On appelle " autorité " la qualité en vertu de laquelle des
personnes ou des institutions donnent des lois et des ordres à
des hommes, et attendent une obéissance de leur part.
1898 Toute communauté humaine a besoin d’une autorité qui
la régisse (cf. Léon XIII, enc. " Immortale Dei "; enc. " Diuturnum
illud "). Celle-ci trouve son fondement dans la nature humaine.
Elle est nécessaire à l’unité de la Cité. Son rôle consiste à
assurer autant que possible le bien commun de la société.
1899 L’autorité exigée par l’ordre moral émane de Dieu :
" Que tout homme soit soumis aux autorités qui exercent le
pouvoir, car il n’y a d’autorité que par Dieu et celles qui
existent sont établies par lui. Ainsi, celui qui s’oppose à
l’autorité se rebelle contre l’ordre voulu par Dieu, et les
rebelles attireront la condamnation sur eux-mêmes " (Rm 13,
1-2 ; cf. 1 P 2, 13-17).

###

> Défi 1
Reproduisez tel quel le passage de l'extrait sur l'autorité qui commence par les mots « 1899 L’autorité exigée » et se termine par « P 2, 13-17). ».
L'extrait sur l'autorité et les enregistrements n'ont aucun lien entre eux.

> Entrées du jeu

###

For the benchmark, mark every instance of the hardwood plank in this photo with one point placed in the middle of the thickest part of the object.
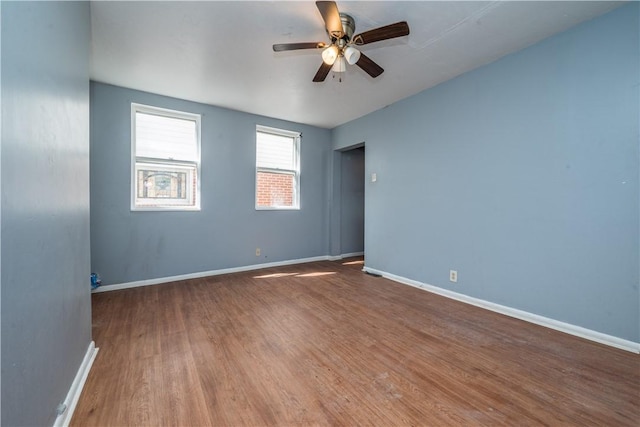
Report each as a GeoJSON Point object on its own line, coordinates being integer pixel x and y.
{"type": "Point", "coordinates": [325, 344]}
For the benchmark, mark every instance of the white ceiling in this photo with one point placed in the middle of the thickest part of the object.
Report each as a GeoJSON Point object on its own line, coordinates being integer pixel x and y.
{"type": "Point", "coordinates": [220, 53]}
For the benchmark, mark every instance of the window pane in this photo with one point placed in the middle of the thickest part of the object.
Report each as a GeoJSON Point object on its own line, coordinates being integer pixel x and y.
{"type": "Point", "coordinates": [165, 185]}
{"type": "Point", "coordinates": [163, 137]}
{"type": "Point", "coordinates": [275, 151]}
{"type": "Point", "coordinates": [275, 189]}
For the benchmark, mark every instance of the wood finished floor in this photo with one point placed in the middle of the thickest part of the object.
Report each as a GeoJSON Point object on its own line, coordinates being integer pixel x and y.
{"type": "Point", "coordinates": [325, 344]}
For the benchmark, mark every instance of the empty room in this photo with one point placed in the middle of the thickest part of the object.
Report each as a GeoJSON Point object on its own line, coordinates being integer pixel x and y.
{"type": "Point", "coordinates": [291, 213]}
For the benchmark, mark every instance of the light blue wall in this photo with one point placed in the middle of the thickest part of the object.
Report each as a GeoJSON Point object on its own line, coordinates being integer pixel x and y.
{"type": "Point", "coordinates": [46, 306]}
{"type": "Point", "coordinates": [129, 246]}
{"type": "Point", "coordinates": [522, 175]}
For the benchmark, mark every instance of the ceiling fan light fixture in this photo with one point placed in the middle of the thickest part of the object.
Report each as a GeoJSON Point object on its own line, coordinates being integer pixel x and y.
{"type": "Point", "coordinates": [330, 54]}
{"type": "Point", "coordinates": [352, 55]}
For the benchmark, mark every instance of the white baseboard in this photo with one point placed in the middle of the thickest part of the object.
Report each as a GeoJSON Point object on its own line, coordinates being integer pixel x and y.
{"type": "Point", "coordinates": [73, 395]}
{"type": "Point", "coordinates": [568, 328]}
{"type": "Point", "coordinates": [116, 287]}
{"type": "Point", "coordinates": [351, 254]}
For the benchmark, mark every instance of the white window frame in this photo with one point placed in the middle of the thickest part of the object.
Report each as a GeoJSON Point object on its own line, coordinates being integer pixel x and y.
{"type": "Point", "coordinates": [169, 163]}
{"type": "Point", "coordinates": [297, 137]}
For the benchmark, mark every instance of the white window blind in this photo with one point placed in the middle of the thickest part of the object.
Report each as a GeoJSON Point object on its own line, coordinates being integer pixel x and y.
{"type": "Point", "coordinates": [164, 137]}
{"type": "Point", "coordinates": [165, 159]}
{"type": "Point", "coordinates": [275, 151]}
{"type": "Point", "coordinates": [277, 168]}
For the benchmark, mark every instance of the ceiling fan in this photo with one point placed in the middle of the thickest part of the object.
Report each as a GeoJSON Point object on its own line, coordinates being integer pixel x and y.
{"type": "Point", "coordinates": [340, 28]}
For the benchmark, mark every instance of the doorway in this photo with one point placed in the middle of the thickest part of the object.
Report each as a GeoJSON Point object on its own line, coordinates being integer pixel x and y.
{"type": "Point", "coordinates": [352, 173]}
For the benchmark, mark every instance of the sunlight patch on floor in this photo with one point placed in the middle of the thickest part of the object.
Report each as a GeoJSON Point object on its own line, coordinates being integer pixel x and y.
{"type": "Point", "coordinates": [316, 274]}
{"type": "Point", "coordinates": [274, 275]}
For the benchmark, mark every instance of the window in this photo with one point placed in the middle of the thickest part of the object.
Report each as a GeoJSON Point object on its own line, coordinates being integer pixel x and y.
{"type": "Point", "coordinates": [277, 169]}
{"type": "Point", "coordinates": [165, 147]}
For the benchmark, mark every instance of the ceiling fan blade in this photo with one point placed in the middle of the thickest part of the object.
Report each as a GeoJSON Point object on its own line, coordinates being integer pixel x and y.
{"type": "Point", "coordinates": [331, 16]}
{"type": "Point", "coordinates": [391, 31]}
{"type": "Point", "coordinates": [370, 67]}
{"type": "Point", "coordinates": [322, 73]}
{"type": "Point", "coordinates": [296, 46]}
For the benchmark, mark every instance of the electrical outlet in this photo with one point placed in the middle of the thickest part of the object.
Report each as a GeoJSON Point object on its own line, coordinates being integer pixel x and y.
{"type": "Point", "coordinates": [453, 276]}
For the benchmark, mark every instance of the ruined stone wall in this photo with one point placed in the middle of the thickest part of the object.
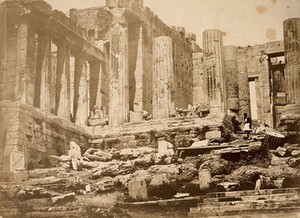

###

> Défi 2
Présentez sous forme de liste numérotée, sans les lignes vides, la partie des enregistrements qui va de la ligne contenant « For the benchmark, mark every instance of the doorway » jusqu'à la fin des enregistrements. N'incluez pas les images dans votre réponse.

> Réponse complète 1
1899 L’autorité exigée par l’ordre moral émane de Dieu :
" Que tout homme soit soumis aux autorités qui exercent le
pouvoir, car il n’y a d’autorité que par Dieu et celles qui
existent sont établies par lui. Ainsi, celui qui s’oppose à
l’autorité se rebelle contre l’ordre voulu par Dieu, et les
rebelles attireront la condamnation sur eux-mêmes " (Rm 13,
1-2 ; cf. 1 P 2, 13-17).

> Réponse complète 2
1. For the benchmark, mark every instance of the doorway in this photo with one point placed in the middle of the thickest part of the object.
2. Report each as a GeoJSON Point object on its own line, coordinates being integer pixel x and y.
3. {"type": "Point", "coordinates": [352, 173]}
4. For the benchmark, mark every instance of the sunlight patch on floor in this photo with one point placed in the middle of the thickest part of the object.
5. Report each as a GeoJSON Point object on its own line, coordinates being integer pixel x and y.
6. {"type": "Point", "coordinates": [316, 274]}
7. {"type": "Point", "coordinates": [274, 275]}
8. For the benchmark, mark every instance of the window in this photo with one point placed in the middle of the thickest part of the object.
9. Report each as a GeoJSON Point object on its own line, coordinates being integer pixel x and y.
10. {"type": "Point", "coordinates": [277, 169]}
11. {"type": "Point", "coordinates": [165, 147]}
12. For the benchmark, mark every instance of the ceiling fan blade in this photo with one point placed in the middle of the thickest part of the object.
13. Report each as a GeoJSON Point object on its own line, coordinates being integer pixel x and y.
14. {"type": "Point", "coordinates": [331, 16]}
15. {"type": "Point", "coordinates": [391, 31]}
16. {"type": "Point", "coordinates": [370, 67]}
17. {"type": "Point", "coordinates": [322, 73]}
18. {"type": "Point", "coordinates": [296, 46]}
19. For the benchmark, mark every instance of the electrical outlet in this photo with one point placed in the middle of the thickest part of the object.
20. Report each as a GeoJSON Point object on its own line, coordinates being integer pixel x and y.
21. {"type": "Point", "coordinates": [453, 276]}
22. For the benchmark, mark every instance of the ruined stone wall in this photo with one point placed in the middle of the thickest part of the object.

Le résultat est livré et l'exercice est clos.